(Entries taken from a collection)
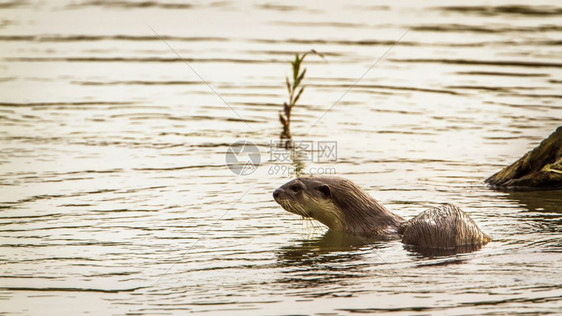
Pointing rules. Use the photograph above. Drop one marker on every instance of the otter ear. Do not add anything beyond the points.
(325, 190)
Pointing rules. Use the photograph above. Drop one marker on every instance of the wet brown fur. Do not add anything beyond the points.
(343, 206)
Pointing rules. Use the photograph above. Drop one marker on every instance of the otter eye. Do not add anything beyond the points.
(324, 190)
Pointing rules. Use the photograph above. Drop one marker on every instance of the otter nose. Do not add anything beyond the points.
(276, 193)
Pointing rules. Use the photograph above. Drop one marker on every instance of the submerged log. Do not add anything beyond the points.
(540, 168)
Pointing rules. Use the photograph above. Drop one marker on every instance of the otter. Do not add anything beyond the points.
(343, 206)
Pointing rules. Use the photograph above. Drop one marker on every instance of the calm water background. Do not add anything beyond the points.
(112, 154)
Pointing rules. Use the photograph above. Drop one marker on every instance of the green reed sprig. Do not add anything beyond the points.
(295, 90)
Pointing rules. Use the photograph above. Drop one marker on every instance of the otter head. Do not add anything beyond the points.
(337, 203)
(310, 197)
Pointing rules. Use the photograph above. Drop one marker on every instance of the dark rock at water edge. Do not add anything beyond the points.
(540, 168)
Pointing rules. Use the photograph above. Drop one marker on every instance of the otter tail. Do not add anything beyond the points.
(443, 227)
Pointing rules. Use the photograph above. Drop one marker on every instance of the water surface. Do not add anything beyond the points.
(115, 197)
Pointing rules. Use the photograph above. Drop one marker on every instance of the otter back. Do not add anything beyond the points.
(443, 227)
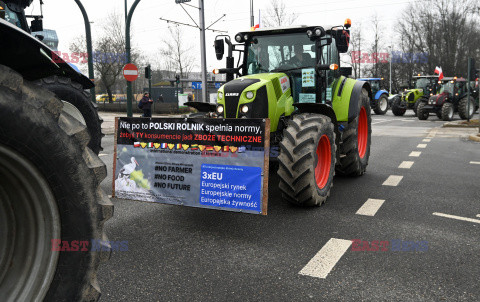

**Task details:**
Each line from the line containing "eye. Do not add anything beyond the points." through the last line above must be written out exactly, and every picture must be omitted.

**Reply:**
Pointing rules. Use the photograph above. Drop one marker on every instance of the otter eye. Do not add anything beyond the points.
(324, 190)
Pointing rules. Use the photograph above. Drop one marker on every instance of the otter nose. Do not add anything beyond the points.
(276, 193)
Pointing rules. Use the photograph above. Drop one marker on every instance of the submerged log. Do not add anything beyond the points.
(540, 168)
Pointing rules. Use the photograph above. Drop one marker on every instance of the otter. Do not add anything beyond the points.
(343, 206)
Pointing rules. Use the photograph above. Drop one marker on every instance of the calm water background. Do not add anything beyond the points.
(112, 154)
Pointing rules. Use the photograph above. Drop one marker on every instance of the green reed sprig. Do not add anything beyond the points.
(295, 90)
Pointing rules. Use the photograph above. Drop one marker on every instance of the otter head. Do not add anything beyond the points.
(337, 203)
(310, 197)
Pointing rules. Use the photograph above. Drop one marker on every instance of the dark rock at water edge. Do not add anything beyond the points.
(540, 168)
Pointing rules. Use the photograph above. Drop one marker on every instance of the otter tail. Do not add anything beyond the points.
(443, 227)
Pointing rules. Use the photograph above. Drop one marker on every instance of the water surface. Do not add anything beyond the points.
(115, 197)
Pointing rules. Use the photograph above. Drop one marker on every instance of the otter back. Do not add anything beyond the points.
(443, 227)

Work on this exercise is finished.